§ Passage provided:
Start of Block

The test results create a language for displaying traits of oneself to others.
Is it hardwired?
In terms of being raised a certain way in a certain country, according to the World Economic Forum, “Although genetics certainly matter, the way you behave isn’t hardwired.” Over the past two decades, researchers have shown how culture can shape your personality. In 2005, psychologist Robert McCrae and his colleagues were able to document pronounced differences in the personalities of people living in different parts of the world. For example, adults from European cultures tended to be more outgoing and open to new experiences than those from Asian cultures. Within Europe, they found that people from Northern Europe were more conscientious than their peers in Southern Europe.
Because where you live shapes who you are, I wanted to acknowledge my environment shift over the past several months. I thought for sure that since the COVID-19 quarantine that my results would have shifted to show that I am becoming more introverted. I was wrong.
How was the test created?
It began with a mother and a daughter in the United States in the early-mid-20th century. Katharine Cook Briggs was curious about the Isabel Briggs Myers’s future husband, Clarence Myers. Katharine had noticed that Clarence had a different way of seeing the world, which intrigued her to start a literature review. She wanted to understand different temperaments. She found the English translation in 1923 that Carl Jung published on Psychological Types and saw similarities between their ideas. Jung’s theories of personal differences were much more developed. Briggs and Myers thought Jung’s work was so useful that they wanted to make his ideas accessible to a wider audience. Thus, they created the widely used test.
The science behind it is quite hesitant.
What do subject matter experts say?
Adam Grant is an organizational psychologist and a professor at Wharton; during an episode of his podcast, he mentions ambivert personality. This is someone who is extroverted and introverted. They can be the life of the party or be in the back of the room asking questions and listening. A self-chameleon he defines as someone who changes color to the environment and atmosphere; they know how to act at a funeral or while at a party. They adapt their outlook depending on what the situation is. “We need to get out of our comfort zone and figure out where our regular fissioning is so that we can re-charge— find our restorative niche to reorient.” This means to self-monitor. Along with experiences different narratives and stories shift along the way of your life. Grant concludes revealing, “your personality matters but your ability to adapt matters more”.
Though some don’t believe personality tests matter. Annie Murphy Paul, the author of The Cult of Personality Testing, conveys the disturbing consequences of the tests. They include children are being labeled in limiting ways. Businesses making ill-informed decisions about hiring and firing all while wasting hundreds of millions of dollars every year. Job seekers getting zero privacy rights.
Mark Manson is a New York Times best selling author for self-help, and his views on MBTI are that it is not useless; it is a tool though not to be taken too seriously. “I’ve tried to get away with labeling myself with this stuff too much. The appeal of it is the same appeal of horoscopes: you feel as though you’re gaining special/secret knowledge about yourself when really you’re just imagining stuff that makes you feel good. There’s also a danger in defining ourselves too strictly. If I decide I am extraverted, but something in my life changes to where I want to be alone more, I may spend years judging myself or experiencing guilt or shame.”
There are countless opinions on these evaluations, and I encourage you to make up your own stance. Here is the link to the free version. See it as an instrument to uncover something new on your journey of self-development.
The Myers Briggs is the most popular personality test in the world and that is not an accident. I’ve found it valuable. It helped me save friendships with roommates I didn’t understand. These results support the exploration of who you are. As Isabel Briggs Myers, the creator of MBTI has said, “It is up to each person to recognize his or her true preferences.”

End of Block

§ Available data:
Start of Block

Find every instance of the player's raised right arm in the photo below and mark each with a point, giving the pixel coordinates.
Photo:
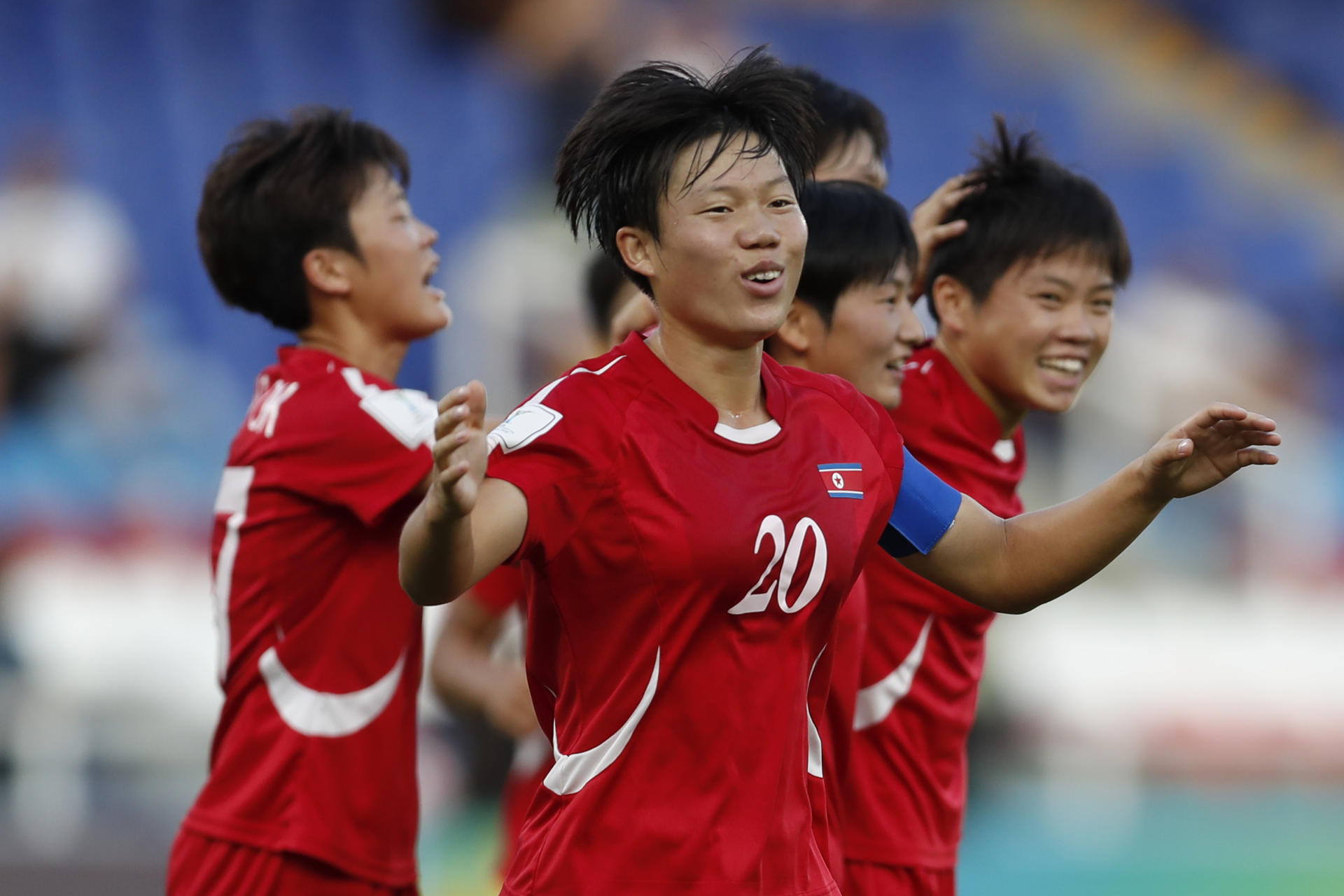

End of Block

§ What you need to do: Copy out the personality test article word for word, from "How was the" to "matter experts say?".

§ Answer area:
How was the test created?
It began with a mother and a daughter in the United States in the early-mid-20th century. Katharine Cook Briggs was curious about the Isabel Briggs Myers’s future husband, Clarence Myers. Katharine had noticed that Clarence had a different way of seeing the world, which intrigued her to start a literature review. She wanted to understand different temperaments. She found the English translation in 1923 that Carl Jung published on Psychological Types and saw similarities between their ideas. Jung’s theories of personal differences were much more developed. Briggs and Myers thought Jung’s work was so useful that they wanted to make his ideas accessible to a wider audience. Thus, they created the widely used test.
The science behind it is quite hesitant.
What do subject matter experts say?